Because the job execution is fully managed by Braket, you can submit and monitor multiple jobs simultaneously through the same notebook. These jobs will be automatically queued and run based on the QPU availability. You can use this feature to conduct hyperparameter tuning for a given network and benchmark this quantum annealing-based solution for different real-world networks as presented in the result section.

Here we show an example to submit four jobs for hyperparameter tuning by scanning the number of communities from 2 to 5 for the Zachary karate club network. We iterate over setting hyperparameter values and calling the job creation function within the following code:

for num_community in range(2, 6):
	name = f"hyper-param-job-{graph_name}-{num_community}-" + str(int(time.time()))
	
	# assign the number of communities to detect
	hyperparams["num_community"] = str(num_community)
	
	# submit a Braket job
	tmp_job = AwsQuantumJob.create(
		device=device_arn,
		source_module="src",
		job_name=name,
		entry_point="src.braket_job_community_detection",
		hyperparameters=hyperparams,
		input_data={"input-graph": input_graph_path},
		)

By running this code, you create four jobs simultaneously and can check their status under the ‘Jobs’ tab in the Amazon Braket console in the AWS ‘us-west-2’ region, as shown in Figure 1.

Figure 1: The Amazon Braket console shows you the status of your jobs. Iterating over the number of communities from 2 to 5, the first job (num_community=2) has completed, the second job (num_community=3) is currently running, and the final two jobs (num_community=4 and 5) are waiting in the queue to run.

++++++++

Required action | In the Braket jobs text, substitute "at the same time" for "simultaneously" and write out everything from "By running this" down to "in Figure 1." with that change. These records come from a separate source.

Stored data entries
++++++++

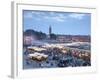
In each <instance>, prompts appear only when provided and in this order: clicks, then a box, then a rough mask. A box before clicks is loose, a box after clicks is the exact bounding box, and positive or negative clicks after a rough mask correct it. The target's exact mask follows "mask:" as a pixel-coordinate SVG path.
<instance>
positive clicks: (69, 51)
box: [24, 47, 91, 68]
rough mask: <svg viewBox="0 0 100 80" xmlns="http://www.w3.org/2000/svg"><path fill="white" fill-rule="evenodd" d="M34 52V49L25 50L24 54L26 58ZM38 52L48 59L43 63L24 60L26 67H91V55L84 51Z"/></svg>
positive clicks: (78, 50)
mask: <svg viewBox="0 0 100 80" xmlns="http://www.w3.org/2000/svg"><path fill="white" fill-rule="evenodd" d="M35 52H37V51H36V50H34V49H26V51H25V52H24V53H25V55H26V57H27V55H28V54H34V53H35ZM38 52H39V53H40V54H41V53H44V55H48V58H47V59H45V60H43V61H42V60H40V61H36V60H29V59H26V65H31V66H32V68H46V67H48V68H51V67H78V66H91V54H90V52H87V51H84V50H83V51H82V50H77V49H71V48H67V47H64V48H58V47H51V48H50V47H49V48H45V50H41V51H38ZM36 65H37V66H36Z"/></svg>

++++++++

Response box |
By running this code, you create four jobs at the same time and can check their status under the ‘Jobs’ tab in the Amazon Braket console in the AWS ‘us-west-2’ region, as shown in Figure 1.